Records provided:
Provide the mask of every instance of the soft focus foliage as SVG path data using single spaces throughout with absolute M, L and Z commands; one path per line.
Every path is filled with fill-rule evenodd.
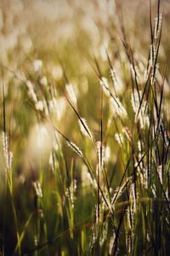
M 170 254 L 169 21 L 0 0 L 0 255 Z

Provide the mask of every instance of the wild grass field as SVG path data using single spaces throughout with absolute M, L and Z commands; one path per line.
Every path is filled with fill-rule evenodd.
M 170 255 L 170 2 L 0 0 L 0 255 Z

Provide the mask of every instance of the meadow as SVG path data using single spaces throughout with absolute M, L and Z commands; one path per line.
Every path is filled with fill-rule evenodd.
M 168 0 L 0 0 L 0 256 L 170 255 Z

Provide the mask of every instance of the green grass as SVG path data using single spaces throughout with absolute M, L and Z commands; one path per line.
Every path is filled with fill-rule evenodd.
M 104 2 L 1 3 L 2 256 L 170 254 L 169 14 Z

Task to carry out: Rewrite all of the records above as one numbered list, one line per item, skipping the blank lines and leaving out the pictures.

Exercise response:
1. Provide the mask of every instance of the soft focus foliage as SVG path data using single spaces throughout with absolute M, L and Z commands; one path per line.
2. Every path is filled with fill-rule evenodd.
3. M 170 254 L 169 21 L 0 0 L 0 255 Z
4. Provide the mask of every instance of the wild grass field as SVG path data using single spaces throughout with absolute M, L and Z commands; one path per line.
5. Every path is filled with fill-rule evenodd.
6. M 170 255 L 170 2 L 0 0 L 0 255 Z
7. Provide the mask of every instance of the meadow as SVG path data using single spaces throughout with absolute M, L and Z commands; one path per line.
8. Every path is filled with fill-rule evenodd.
9. M 168 0 L 0 0 L 0 256 L 170 255 Z
10. Provide the mask of every instance of the green grass as SVG path data using single spaces throughout with absolute M, L and Z commands; one path per line.
11. Every path is filled with fill-rule evenodd.
12. M 104 2 L 1 3 L 2 256 L 170 254 L 169 14 Z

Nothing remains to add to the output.